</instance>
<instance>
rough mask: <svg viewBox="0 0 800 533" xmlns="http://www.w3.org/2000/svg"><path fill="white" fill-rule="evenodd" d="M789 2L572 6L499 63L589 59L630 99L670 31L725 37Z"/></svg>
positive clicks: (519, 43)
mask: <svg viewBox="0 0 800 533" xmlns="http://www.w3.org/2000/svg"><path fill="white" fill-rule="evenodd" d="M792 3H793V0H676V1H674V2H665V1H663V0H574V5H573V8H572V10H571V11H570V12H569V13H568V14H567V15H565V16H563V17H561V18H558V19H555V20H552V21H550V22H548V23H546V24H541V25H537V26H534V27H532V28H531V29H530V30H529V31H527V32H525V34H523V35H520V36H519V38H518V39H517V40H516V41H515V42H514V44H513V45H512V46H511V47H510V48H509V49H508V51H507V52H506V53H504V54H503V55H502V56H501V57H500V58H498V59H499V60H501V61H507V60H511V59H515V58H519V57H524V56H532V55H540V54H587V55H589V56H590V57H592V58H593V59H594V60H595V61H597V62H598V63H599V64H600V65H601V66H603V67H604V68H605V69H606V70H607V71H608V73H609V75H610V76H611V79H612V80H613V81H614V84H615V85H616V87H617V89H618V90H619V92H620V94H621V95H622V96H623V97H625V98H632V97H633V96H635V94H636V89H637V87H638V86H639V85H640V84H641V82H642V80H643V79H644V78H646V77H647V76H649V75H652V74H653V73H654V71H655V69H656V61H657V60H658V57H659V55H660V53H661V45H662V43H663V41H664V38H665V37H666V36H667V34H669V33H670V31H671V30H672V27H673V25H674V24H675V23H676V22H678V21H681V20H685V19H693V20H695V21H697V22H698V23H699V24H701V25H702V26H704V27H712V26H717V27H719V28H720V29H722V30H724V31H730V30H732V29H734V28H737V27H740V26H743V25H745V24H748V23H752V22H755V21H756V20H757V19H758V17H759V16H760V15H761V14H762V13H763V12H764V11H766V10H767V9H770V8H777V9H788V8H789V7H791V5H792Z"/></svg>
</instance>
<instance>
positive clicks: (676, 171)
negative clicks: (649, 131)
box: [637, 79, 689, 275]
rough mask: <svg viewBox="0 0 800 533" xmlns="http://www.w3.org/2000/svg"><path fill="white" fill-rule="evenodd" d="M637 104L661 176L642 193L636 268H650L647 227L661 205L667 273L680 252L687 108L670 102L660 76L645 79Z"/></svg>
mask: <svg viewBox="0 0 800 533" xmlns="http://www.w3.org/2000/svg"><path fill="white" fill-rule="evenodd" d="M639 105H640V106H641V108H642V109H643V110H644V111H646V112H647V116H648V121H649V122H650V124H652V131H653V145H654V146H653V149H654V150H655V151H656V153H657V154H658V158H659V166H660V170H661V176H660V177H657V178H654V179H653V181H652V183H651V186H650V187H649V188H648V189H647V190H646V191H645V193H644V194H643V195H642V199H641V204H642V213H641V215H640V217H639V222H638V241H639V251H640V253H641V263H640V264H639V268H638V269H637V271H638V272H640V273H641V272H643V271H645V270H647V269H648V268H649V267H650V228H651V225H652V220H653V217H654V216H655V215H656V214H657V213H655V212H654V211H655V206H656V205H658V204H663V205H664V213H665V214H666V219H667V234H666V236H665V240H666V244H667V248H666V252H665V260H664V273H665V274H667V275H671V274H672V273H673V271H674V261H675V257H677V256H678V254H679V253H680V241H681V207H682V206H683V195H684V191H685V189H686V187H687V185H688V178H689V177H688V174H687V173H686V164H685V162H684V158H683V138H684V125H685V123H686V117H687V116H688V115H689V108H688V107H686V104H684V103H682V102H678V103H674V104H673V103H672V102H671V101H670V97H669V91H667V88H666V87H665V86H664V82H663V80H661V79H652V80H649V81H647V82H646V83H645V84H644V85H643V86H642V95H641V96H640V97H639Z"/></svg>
★ ★ ★
* Assigned task
Copy out every line of the listing above verbatim.

* Response
</instance>
<instance>
rough mask: <svg viewBox="0 0 800 533" xmlns="http://www.w3.org/2000/svg"><path fill="white" fill-rule="evenodd" d="M789 2L572 6L499 63L589 59L630 99L670 31L725 37Z"/></svg>
positive clicks: (519, 43)
mask: <svg viewBox="0 0 800 533" xmlns="http://www.w3.org/2000/svg"><path fill="white" fill-rule="evenodd" d="M792 3H793V0H676V1H674V2H665V1H663V0H574V5H573V8H572V10H571V11H570V12H569V13H568V14H567V15H565V16H563V17H561V18H558V19H555V20H552V21H550V22H548V23H546V24H541V25H537V26H534V27H532V28H531V29H530V30H529V31H527V32H525V34H523V35H520V36H519V38H518V39H517V40H516V41H515V42H514V44H513V45H512V46H511V47H510V48H509V49H508V51H507V52H506V53H504V54H503V55H502V56H501V57H500V58H498V59H499V60H501V61H507V60H511V59H515V58H519V57H524V56H532V55H540V54H587V55H589V56H590V57H592V58H593V59H594V60H595V61H597V62H598V63H599V64H600V65H601V66H603V67H604V68H605V69H606V70H607V71H608V73H609V75H610V76H611V79H612V80H613V81H614V84H615V85H616V87H617V89H618V90H619V92H620V94H621V95H622V96H623V97H625V98H632V97H633V96H635V94H636V89H637V87H638V86H639V85H640V84H641V82H642V80H643V79H644V78H646V77H647V76H649V75H652V74H653V73H654V71H655V69H656V61H657V60H658V57H659V55H660V53H661V45H662V43H663V41H664V38H665V37H666V36H667V34H669V33H670V31H671V30H672V27H673V25H674V24H675V23H676V22H678V21H681V20H685V19H693V20H695V21H697V22H698V23H699V24H701V25H702V26H704V27H712V26H717V27H719V28H720V29H722V30H724V31H730V30H732V29H734V28H737V27H740V26H743V25H745V24H748V23H752V22H755V21H756V20H757V19H758V17H759V16H760V15H761V14H762V13H763V12H764V11H766V10H767V9H770V8H777V9H788V8H789V7H791V5H792Z"/></svg>
</instance>
<instance>
positive clicks: (676, 171)
negative clicks: (649, 131)
box: [637, 79, 689, 275]
rough mask: <svg viewBox="0 0 800 533" xmlns="http://www.w3.org/2000/svg"><path fill="white" fill-rule="evenodd" d="M637 104L661 176L642 193L636 268H650L647 227L661 205L667 273L680 252L687 108L670 102L660 76L645 79Z"/></svg>
mask: <svg viewBox="0 0 800 533" xmlns="http://www.w3.org/2000/svg"><path fill="white" fill-rule="evenodd" d="M639 105H640V106H641V108H642V109H643V110H644V111H646V112H647V116H648V121H649V122H650V124H652V131H653V145H654V146H653V149H654V150H655V151H656V153H657V154H658V158H659V166H660V170H661V176H660V177H657V178H654V179H653V181H652V183H651V186H650V187H649V188H648V189H647V190H646V191H645V193H644V194H643V195H642V199H641V204H642V213H641V215H640V217H639V222H638V241H639V251H640V253H641V263H640V264H639V268H638V269H637V271H638V272H640V273H641V272H643V271H645V270H647V269H648V268H649V267H650V228H651V225H652V220H653V217H654V216H655V215H656V214H657V213H655V212H654V211H655V206H656V205H658V204H663V205H664V213H665V214H666V219H667V234H666V236H665V240H666V244H667V248H666V252H665V260H664V273H665V274H667V275H671V274H672V273H673V271H674V261H675V257H677V256H678V254H679V253H680V241H681V207H682V206H683V195H684V191H685V189H686V187H687V185H688V178H689V177H688V174H687V173H686V164H685V162H684V158H683V138H684V125H685V123H686V117H687V116H688V115H689V108H688V107H686V104H684V103H682V102H678V103H674V104H673V103H672V102H671V101H670V97H669V91H667V88H666V87H665V86H664V82H663V80H661V79H652V80H649V81H647V82H646V83H645V84H644V85H643V86H642V95H641V96H640V97H639Z"/></svg>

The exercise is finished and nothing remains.